Natural language region descriptions
● ● ●
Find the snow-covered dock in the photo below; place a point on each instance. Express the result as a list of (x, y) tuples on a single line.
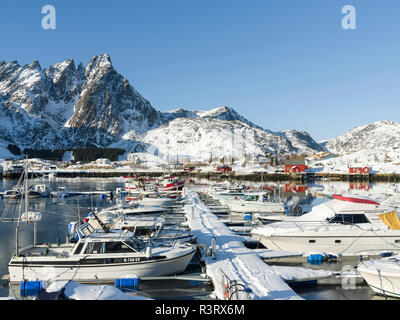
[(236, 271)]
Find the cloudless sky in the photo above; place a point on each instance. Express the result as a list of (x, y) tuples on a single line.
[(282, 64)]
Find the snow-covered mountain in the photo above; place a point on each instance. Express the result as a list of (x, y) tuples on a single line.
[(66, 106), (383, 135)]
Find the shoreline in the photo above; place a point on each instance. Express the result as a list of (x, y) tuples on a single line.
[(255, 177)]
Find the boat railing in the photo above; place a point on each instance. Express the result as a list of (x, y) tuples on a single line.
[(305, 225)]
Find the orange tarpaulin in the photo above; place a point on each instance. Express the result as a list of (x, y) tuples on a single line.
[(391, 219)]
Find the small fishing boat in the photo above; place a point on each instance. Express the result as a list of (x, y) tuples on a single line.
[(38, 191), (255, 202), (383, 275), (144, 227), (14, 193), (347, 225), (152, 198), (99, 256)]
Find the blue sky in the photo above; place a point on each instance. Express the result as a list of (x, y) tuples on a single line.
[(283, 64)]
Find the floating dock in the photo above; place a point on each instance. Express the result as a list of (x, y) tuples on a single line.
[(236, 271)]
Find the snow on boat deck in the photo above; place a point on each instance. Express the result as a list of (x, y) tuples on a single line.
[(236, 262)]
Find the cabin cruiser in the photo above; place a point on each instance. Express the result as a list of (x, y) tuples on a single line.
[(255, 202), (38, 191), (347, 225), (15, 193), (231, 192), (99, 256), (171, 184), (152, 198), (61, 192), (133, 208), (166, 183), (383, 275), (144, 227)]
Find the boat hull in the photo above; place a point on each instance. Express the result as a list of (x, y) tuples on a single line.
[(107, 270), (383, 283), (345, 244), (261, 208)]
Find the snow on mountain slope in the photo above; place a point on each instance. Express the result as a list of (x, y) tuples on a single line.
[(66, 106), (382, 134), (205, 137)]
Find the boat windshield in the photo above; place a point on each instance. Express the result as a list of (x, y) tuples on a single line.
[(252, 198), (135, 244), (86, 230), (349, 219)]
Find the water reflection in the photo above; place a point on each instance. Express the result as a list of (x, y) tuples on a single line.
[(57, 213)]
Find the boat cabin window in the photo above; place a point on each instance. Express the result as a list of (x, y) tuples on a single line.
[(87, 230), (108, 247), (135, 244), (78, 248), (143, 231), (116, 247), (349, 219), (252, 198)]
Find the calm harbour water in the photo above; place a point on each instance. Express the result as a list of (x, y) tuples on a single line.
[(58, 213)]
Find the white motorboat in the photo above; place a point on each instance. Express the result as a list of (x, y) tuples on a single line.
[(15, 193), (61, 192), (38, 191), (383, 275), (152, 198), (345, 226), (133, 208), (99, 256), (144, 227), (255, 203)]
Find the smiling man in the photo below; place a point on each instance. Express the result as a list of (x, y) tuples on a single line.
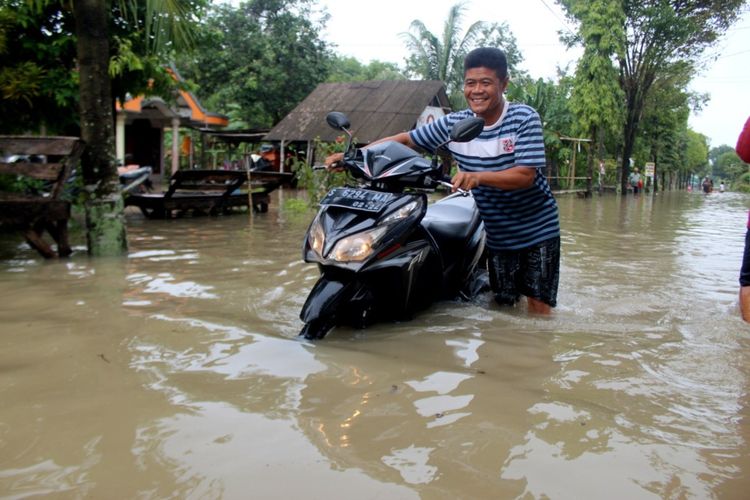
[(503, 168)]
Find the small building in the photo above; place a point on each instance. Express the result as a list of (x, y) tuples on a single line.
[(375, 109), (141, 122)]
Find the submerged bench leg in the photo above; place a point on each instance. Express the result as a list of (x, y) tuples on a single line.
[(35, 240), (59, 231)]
● ● ●
▸ **WHAT YOU ARE ASKED TO DO**
Every record above should be written out again exactly; the pictures stay out of the copy.

▸ **EXERCISE ANSWER**
Find the snow-covered dock in the photo below; place a point on each instance. Express the result as a list of (x, y) tuples on a single line.
[(236, 271)]
Find the cloudless sky in the photo above; place a point on each instance. Express the result as a list of (x, y) tuples on a single line.
[(282, 64)]
Find the snow-covered mountain in the photo above; place a point on each instance. Express the result as a list of (x, y) tuples on a single line.
[(66, 106), (383, 135)]
Find the shoreline in the photo above; place a point on each instance. Express the result as a list of (x, y) tuples on a single line.
[(255, 177)]
Find the boat railing in the photo above; place a point on each instance. Express the result as a list of (x, y) tuples on a single line.
[(305, 225)]
Find the orange tarpaulin in the photo above; place a point on each instance. Express the result as a list of (x, y) tuples on a single line.
[(391, 219)]
Find the small fishing boat in the photo above; place a point on each instance. Express the result as a list of (x, y) tuples on a single line.
[(38, 191), (255, 202), (383, 275), (144, 227), (14, 193), (347, 225), (152, 198), (99, 256)]
Find the blue sky in the photo above; place a point on each instance. Express the result as a list of (x, y) tuples on a single line.
[(283, 64)]
Find the floating dock in the photo above; place a point on each instance. Express the result as a list of (x, y) tuples on a single line.
[(236, 271)]
Find the snow on boat deck in the photo above; place a point on each instance. Express the result as a list of (x, y) tuples on a single line.
[(236, 262)]
Find the cabin cruiser in the photo above; place a point on each instance. Express the result as a list of (x, y) tuples on a single line.
[(255, 202), (38, 191), (347, 225), (15, 193), (231, 192), (99, 256), (171, 184), (152, 198), (61, 192), (133, 208), (166, 183), (383, 275), (144, 227)]
Find the boat hull in the photo above; place a point on each instance. Express the result as a list of (x, y) tuples on a single line.
[(107, 270), (383, 283), (345, 244), (261, 208)]
Find the snow on mountain slope in the photo above; place a point on each instance. Express the result as a list of (x, y) tuples on a single line.
[(66, 106), (382, 134), (205, 137)]
Find the boat windshield in the photo above; place a point on each instance. Express the result as a list of (x, y) tuples on a single line.
[(252, 198), (135, 244), (86, 230), (349, 219)]
Find the water reflection in the photo above; place a point on each instance. Express the result as a list of (x, y) tuples on a single line.
[(57, 213)]
Find the boat cabin window in the photo above; place a point on each instance. Express the result as a list of (x, y) tuples on a single line.
[(87, 230), (108, 247), (135, 244), (78, 248), (143, 231), (116, 247), (349, 219), (252, 198)]
Find the calm harbour water in the photo above; place a point on each instance. Express the result as a list of (x, y) tuples on a single line.
[(58, 213)]
Find the white motorboat in the photo above; place a point on each instance. Express the result as a list of (x, y) tuples on a single line.
[(15, 193), (61, 192), (38, 191), (383, 275), (152, 198), (345, 226), (133, 208), (99, 256), (144, 227), (255, 203)]
Find the smiling man in the photo below; place a point on each instance. Express the result as a list of (x, y) tuples on a single line.
[(503, 168)]
Find the small building in the photo above; place a point on each instance. Express the result as a list of (x, y) tuples on a single line.
[(375, 109), (141, 122)]
Find the submerged bench leg in the photo above; place a point on each instance. Express the result as a list of (x, y) tuples on a single line.
[(35, 240), (59, 231)]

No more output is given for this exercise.